§ **Required tasks**:
1. Reproduce word for word the passage of the forum post about the stalled worker machine, starting with "piotrkrzysztof · February" and going on through "background job processor)".
2. Carry on writing the forum post about the worker machine that silently stops processing, picking up right after the last line shown.
(Beginning of Source extract)
Worker machine (no HTTP service) silently stops processing after ~12-18 hours

piotrkrzysztof · February 23, 2026, 7:56am

Hello!

I’ve been hitting a recurring issue with a background worker machine that silently stops working after roughly 12-18 hours. I’ve already filed a support ticket, but wanted to post here as well in case others have encountered this or have ideas.

Setup:

Two process groups: app (HTTP via uvicorn) and worker (Python background job processor)
The worker has no [http_service] — it just polls a database and processes jobs
Region: fra, shared-cpu-1x, 2GB RAM
Restart policy: always with 5 retries

What happens:

After a deploy, the worker starts fine and processes jobs normally
~12-18 hours later, it silently stops doing anything
No crash logs, no error output, no OOM — the last log entry is a normal periodic heartbeat, then silence
fly machine status shows the machine as started
SSHing in confirms the process (PID) is still alive

Diagnostics from inside the machine while it was stuck:

$ cat /proc/<PID>/syscall7 
0x… 0x1 0xffffffffffffffff …    # poll() with timeout=-1 (infinite)
(End of Source extract)
(Beginning of Extracted material)
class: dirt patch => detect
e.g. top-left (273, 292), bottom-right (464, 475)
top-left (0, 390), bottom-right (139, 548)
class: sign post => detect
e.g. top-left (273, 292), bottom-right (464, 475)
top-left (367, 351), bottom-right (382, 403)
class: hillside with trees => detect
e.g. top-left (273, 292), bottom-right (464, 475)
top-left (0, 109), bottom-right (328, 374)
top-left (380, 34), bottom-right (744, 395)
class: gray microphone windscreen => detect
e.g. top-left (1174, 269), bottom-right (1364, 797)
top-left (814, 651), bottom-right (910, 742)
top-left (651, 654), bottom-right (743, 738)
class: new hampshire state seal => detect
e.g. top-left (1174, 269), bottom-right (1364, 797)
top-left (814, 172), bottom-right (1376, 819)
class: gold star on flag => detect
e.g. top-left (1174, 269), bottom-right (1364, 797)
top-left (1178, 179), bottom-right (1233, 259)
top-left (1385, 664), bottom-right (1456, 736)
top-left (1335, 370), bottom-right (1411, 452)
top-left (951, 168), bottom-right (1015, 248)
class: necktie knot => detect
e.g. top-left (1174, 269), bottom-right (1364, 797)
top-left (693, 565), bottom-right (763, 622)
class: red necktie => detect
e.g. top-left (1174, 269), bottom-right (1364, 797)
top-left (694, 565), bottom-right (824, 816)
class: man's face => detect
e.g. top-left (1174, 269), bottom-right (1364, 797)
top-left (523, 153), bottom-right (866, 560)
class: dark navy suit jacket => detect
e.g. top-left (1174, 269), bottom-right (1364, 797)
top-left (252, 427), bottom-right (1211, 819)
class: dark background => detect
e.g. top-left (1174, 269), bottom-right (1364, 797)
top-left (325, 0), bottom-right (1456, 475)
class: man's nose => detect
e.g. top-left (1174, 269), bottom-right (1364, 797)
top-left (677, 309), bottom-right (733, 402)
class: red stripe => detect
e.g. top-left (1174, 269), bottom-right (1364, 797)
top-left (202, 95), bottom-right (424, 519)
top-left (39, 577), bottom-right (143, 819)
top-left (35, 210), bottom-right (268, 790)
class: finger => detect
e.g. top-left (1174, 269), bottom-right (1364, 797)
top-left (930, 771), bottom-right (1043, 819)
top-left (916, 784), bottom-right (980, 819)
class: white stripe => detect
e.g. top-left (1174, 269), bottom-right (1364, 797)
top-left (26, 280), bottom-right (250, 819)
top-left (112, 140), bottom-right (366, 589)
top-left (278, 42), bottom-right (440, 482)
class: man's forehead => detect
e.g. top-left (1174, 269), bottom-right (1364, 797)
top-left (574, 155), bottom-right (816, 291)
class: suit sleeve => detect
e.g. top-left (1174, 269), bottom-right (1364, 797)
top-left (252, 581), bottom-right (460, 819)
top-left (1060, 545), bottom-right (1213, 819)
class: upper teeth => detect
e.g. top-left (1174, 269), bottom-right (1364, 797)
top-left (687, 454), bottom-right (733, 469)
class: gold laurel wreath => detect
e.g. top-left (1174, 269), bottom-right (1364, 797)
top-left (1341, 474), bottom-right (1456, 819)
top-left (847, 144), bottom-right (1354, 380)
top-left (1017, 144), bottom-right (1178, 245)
(End of Extracted material)
§ **Answers for this exercise**:
1.
piotrkrzysztof · February 23, 2026, 7:56am

Hello!

I’ve been hitting a recurring issue with a background worker machine that silently stops working after roughly 12-18 hours. I’ve already filed a support ticket, but wanted to post here as well in case others have encountered this or have ideas.

Setup:

Two process groups: app (HTTP via uvicorn) and worker (Python background job processor)

2.
$ cat /proc/<PID>/stack
[<0>] do_poll.constprop.0+0x231/0x360
[<0>] do_sys_poll+0x164/0x240
[<0>] __x64_sys_poll+0x41/0x140

$ grep -E “State|Threads|VmRSS” /proc/<PID>/status
State:    S (sleeping)
VmRSS:     198060 kB       # ~193MB of 2048MB
Threads:    1

The process is stuck in poll() with an infinite timeout. It’s not crashed, not OOM’d, just frozen. Meanwhile, a fresh Python process started via SSH on the same machine can query the
database without issues. Restarting the machine fixes it until it happens again within next 12-18 hours.

What I’ve ruled out:

Application crash — try/except around the entire poll loop, logs errors with full stack trace. No errors logged.
OOM — 193MB used out of 2048MB
Stale DB connections — using pool_pre_ping=True and pool_recycle=300. Fresh process on same machine connects fine.
Auto-stop — auto_stop_machines = ‘off’ on the app process; worker has no service definition so Fly Proxy shouldn’t be involved at all (per the docs)

What I’m wondering:

Could something at the Firecracker/VM level be suspending or freezing the process?
Is there a known issue with long-running processes on shared-cpu machines going into this state?
Is there anything specific about machines without a [service] definition that could cause this?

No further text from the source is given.